**EXTRACTED TEXT:**
Allen refrains from informing the reader that Plato in the introduction to the dialogue insists on the historicity of the discussion presented in it. Cephalus tells Adeimantus: “These gentlemen here are fellow citizens of mine, much interested in philosophy. They’ve heard that your Antiphon used to associate with a certain Pythodorus, a companion of Zeno’s, and that he can relate from memory the arguments that once were discussed by Socrates, Zeno and Parmenides, having often heard them from Pythodorus.” – “True,” said Adeimantus, “for when he was a youngster, he used to rehearse them diligently.” (126b-c) It is worth noting that in the Apology Socrates appeals to “Adeimantus the son of Ariston, whose brother Plato is present,” to testify against him if his brother suffered any evil at his hands (33d-34a). But most importantly, Adeimantus and Glaucon are Socrates’ main interlocutors in the Republic; by referring to them in the opening sentence of the Parmenides Plato points to the Republic in which he gives reasons why any arguments raised against the Forms must be fallacious.
Allen maintains that it is important to the interpretation of the Parmenides to realize that it could not have occurred in reality; pace Allen, I am inviting the reader to view the dialogue as Plato wants him to view it, i.e. as a reflection of an event that did take place. The first important thing to realize is the following: if Adeimantus and Glaucon were aware of their half-brother’s diligently rehearsing the arguments against the Forms he had learnt from Pythodorus, so the young Plato must have been aware of it.’
The significance of this fact can be fully appreciated only if we take seriously the ancient tradition that Plato’s first dialogue was the Phaedrus, in which Plato brings to the fore his theory of Forms. Parmenides’ arguments against the Forms presented in the Parmenides are arguments with which Plato had been acquainted since his early days, and which he found irrelevant as far as his view of Forms was concerned. My interpretation of the Parmenides is thus closely linked to my dating of the Phaedrus.

**RECORDS PROVIDED:**
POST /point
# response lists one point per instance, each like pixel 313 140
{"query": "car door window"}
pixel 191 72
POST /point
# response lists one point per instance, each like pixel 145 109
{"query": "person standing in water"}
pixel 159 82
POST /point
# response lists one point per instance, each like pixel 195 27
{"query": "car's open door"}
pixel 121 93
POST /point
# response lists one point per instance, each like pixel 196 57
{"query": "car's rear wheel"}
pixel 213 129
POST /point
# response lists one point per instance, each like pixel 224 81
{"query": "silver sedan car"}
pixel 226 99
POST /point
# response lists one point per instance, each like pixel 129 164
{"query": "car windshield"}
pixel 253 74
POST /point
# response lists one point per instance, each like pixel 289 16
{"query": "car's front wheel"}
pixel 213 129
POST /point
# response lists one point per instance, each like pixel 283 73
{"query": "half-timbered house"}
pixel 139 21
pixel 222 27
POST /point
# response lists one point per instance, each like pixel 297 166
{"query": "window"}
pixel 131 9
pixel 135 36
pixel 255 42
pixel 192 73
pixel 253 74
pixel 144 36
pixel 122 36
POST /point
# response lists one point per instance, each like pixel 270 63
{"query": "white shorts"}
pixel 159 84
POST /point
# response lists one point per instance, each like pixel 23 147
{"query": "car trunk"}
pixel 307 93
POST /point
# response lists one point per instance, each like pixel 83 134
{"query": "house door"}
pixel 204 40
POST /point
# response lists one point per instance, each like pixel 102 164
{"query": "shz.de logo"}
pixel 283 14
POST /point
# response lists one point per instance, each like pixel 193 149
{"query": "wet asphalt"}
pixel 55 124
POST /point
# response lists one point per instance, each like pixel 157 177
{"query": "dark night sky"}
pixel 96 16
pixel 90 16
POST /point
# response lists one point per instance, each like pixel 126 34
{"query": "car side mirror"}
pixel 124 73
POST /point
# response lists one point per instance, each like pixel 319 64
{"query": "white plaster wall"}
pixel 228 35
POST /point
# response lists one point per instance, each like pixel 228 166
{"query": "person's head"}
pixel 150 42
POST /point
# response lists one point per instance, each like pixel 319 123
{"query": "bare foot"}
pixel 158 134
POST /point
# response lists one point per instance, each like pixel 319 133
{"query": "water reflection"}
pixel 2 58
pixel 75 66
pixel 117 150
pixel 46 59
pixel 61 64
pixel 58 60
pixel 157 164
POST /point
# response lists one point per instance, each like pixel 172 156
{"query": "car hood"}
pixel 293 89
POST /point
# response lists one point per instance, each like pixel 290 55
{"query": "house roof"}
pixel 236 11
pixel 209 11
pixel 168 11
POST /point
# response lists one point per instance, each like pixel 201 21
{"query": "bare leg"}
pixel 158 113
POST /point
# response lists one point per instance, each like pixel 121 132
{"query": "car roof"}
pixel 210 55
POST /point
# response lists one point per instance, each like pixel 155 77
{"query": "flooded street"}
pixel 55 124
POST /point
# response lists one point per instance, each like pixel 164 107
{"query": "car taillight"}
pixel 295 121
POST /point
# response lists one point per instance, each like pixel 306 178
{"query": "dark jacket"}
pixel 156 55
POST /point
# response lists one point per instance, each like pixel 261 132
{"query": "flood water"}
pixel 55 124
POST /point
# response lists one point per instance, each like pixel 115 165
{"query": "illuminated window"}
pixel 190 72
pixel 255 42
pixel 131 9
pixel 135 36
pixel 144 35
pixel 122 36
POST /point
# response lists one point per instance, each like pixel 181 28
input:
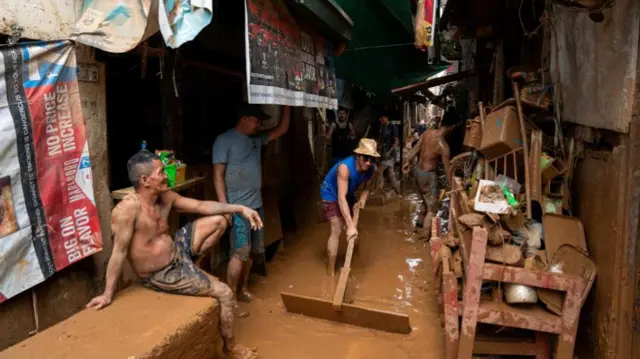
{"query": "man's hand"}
pixel 351 232
pixel 100 302
pixel 253 217
pixel 359 205
pixel 406 167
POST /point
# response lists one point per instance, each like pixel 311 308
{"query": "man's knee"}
pixel 214 223
pixel 336 228
pixel 242 254
pixel 222 292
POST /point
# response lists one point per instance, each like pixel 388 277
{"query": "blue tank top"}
pixel 329 187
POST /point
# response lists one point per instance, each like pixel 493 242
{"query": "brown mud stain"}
pixel 391 271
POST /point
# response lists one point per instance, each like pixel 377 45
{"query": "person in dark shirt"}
pixel 389 145
pixel 342 136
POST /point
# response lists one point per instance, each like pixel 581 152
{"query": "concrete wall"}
pixel 39 19
pixel 69 290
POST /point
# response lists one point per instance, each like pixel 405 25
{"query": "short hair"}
pixel 138 166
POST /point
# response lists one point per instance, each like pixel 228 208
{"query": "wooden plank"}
pixel 350 314
pixel 525 148
pixel 338 297
pixel 121 193
pixel 500 347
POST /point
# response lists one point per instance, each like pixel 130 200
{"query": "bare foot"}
pixel 245 296
pixel 239 313
pixel 242 352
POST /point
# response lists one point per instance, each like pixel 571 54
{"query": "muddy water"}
pixel 392 271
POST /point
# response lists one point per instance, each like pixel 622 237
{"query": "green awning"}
pixel 381 55
pixel 325 16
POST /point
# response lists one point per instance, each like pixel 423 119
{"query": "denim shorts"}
pixel 244 240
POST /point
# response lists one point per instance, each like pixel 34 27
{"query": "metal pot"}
pixel 520 294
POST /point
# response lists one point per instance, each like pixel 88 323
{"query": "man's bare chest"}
pixel 153 219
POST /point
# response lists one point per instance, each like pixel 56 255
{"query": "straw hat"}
pixel 367 147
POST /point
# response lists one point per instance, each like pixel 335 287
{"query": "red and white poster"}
pixel 48 216
pixel 425 23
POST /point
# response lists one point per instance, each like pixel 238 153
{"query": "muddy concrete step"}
pixel 140 323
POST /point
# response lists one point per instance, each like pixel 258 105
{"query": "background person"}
pixel 342 136
pixel 433 149
pixel 237 173
pixel 389 145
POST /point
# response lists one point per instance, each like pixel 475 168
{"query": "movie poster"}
pixel 286 65
pixel 48 216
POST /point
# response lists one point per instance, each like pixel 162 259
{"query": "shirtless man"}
pixel 141 234
pixel 432 148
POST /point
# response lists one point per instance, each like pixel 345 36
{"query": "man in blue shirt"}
pixel 338 192
pixel 237 173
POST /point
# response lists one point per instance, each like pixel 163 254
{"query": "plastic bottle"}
pixel 510 197
pixel 143 146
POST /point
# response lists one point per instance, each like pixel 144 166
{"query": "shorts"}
pixel 244 240
pixel 331 209
pixel 335 160
pixel 181 276
pixel 427 182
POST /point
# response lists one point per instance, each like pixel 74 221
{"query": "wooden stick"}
pixel 482 120
pixel 338 297
pixel 525 148
pixel 515 166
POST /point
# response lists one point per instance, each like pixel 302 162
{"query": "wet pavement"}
pixel 392 271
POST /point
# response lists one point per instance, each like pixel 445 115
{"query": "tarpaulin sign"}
pixel 48 216
pixel 286 65
pixel 425 23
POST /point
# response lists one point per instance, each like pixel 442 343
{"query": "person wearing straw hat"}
pixel 338 193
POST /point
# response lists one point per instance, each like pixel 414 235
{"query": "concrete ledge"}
pixel 140 323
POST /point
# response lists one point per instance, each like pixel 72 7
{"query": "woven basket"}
pixel 473 133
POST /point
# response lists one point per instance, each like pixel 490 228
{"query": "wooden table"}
pixel 119 194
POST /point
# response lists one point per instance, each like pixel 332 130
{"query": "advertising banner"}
pixel 48 216
pixel 285 64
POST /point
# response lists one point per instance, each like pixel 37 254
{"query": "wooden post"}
pixel 498 69
pixel 525 148
pixel 338 297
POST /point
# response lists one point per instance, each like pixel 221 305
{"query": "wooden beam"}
pixel 421 86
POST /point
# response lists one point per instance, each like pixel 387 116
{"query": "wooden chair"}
pixel 462 343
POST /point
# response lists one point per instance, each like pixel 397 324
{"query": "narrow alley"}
pixel 392 272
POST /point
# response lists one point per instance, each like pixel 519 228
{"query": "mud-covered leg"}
pixel 224 295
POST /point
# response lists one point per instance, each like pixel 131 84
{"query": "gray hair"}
pixel 139 165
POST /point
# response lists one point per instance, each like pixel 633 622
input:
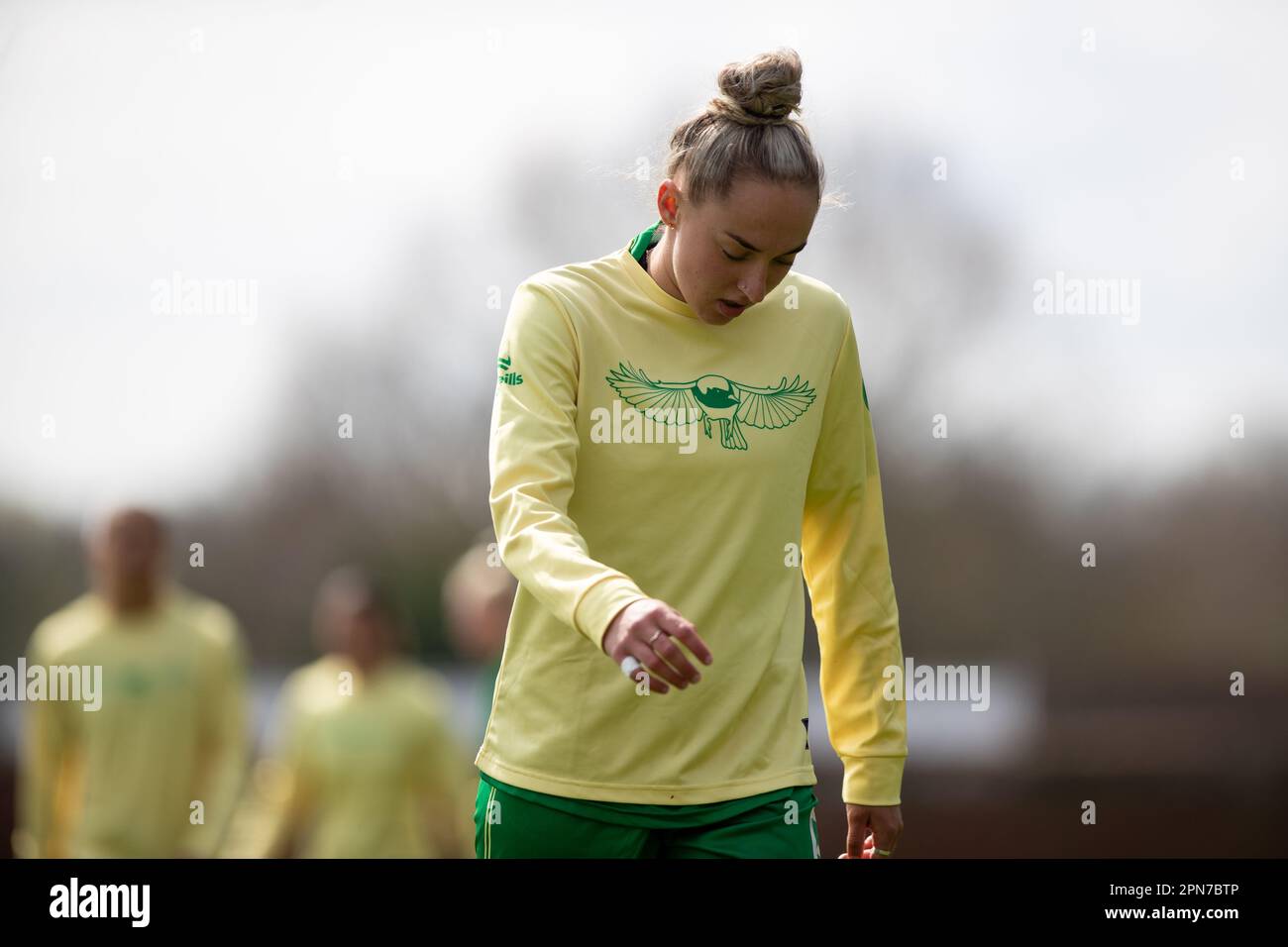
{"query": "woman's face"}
pixel 732 253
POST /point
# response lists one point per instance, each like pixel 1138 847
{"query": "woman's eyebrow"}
pixel 756 252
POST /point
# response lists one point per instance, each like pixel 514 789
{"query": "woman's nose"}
pixel 754 287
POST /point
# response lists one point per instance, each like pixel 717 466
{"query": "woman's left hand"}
pixel 874 830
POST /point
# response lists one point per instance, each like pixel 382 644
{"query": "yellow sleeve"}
pixel 224 745
pixel 271 806
pixel 44 802
pixel 532 458
pixel 846 566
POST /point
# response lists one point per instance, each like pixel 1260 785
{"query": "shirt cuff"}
pixel 600 604
pixel 872 780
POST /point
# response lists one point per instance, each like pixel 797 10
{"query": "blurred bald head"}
pixel 127 552
pixel 355 615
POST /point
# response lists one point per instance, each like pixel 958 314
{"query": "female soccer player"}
pixel 681 431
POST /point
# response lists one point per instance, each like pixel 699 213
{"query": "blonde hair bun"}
pixel 764 90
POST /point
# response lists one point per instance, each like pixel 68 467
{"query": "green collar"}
pixel 640 245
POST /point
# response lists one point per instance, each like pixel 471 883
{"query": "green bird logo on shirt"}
pixel 713 397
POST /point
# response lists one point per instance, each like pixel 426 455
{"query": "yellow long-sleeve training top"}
pixel 365 767
pixel 639 453
pixel 123 781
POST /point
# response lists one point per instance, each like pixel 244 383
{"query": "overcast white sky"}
pixel 330 150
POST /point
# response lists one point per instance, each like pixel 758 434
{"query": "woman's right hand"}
pixel 638 624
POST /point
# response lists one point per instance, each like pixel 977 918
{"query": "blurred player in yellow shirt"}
pixel 365 762
pixel 155 771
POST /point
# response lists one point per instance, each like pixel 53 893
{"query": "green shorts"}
pixel 511 822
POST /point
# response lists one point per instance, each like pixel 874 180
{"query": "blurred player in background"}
pixel 365 763
pixel 478 594
pixel 155 771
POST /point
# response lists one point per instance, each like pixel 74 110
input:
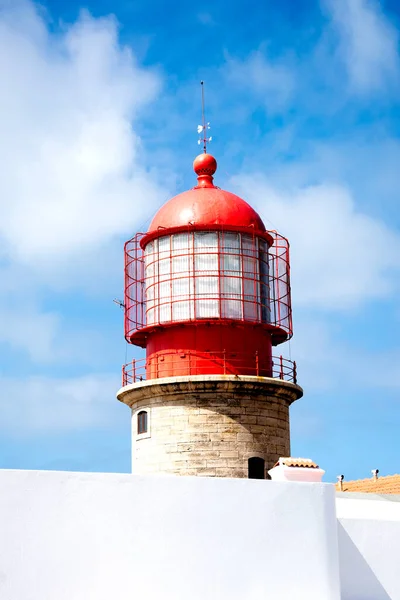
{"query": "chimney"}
pixel 296 469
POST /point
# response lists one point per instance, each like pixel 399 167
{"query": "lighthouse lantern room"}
pixel 207 294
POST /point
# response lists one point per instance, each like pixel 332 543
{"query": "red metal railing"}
pixel 263 298
pixel 229 364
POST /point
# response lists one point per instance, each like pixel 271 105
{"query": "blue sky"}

**GIVEN EXERCISE:**
List every dialogue of Plato that the passage on Plato's Parmenides names by title. Work only from the passage on Plato's Parmenides; the rows play no part.

**FINAL ANSWER:**
Apology, Republic, Parmenides, Phaedrus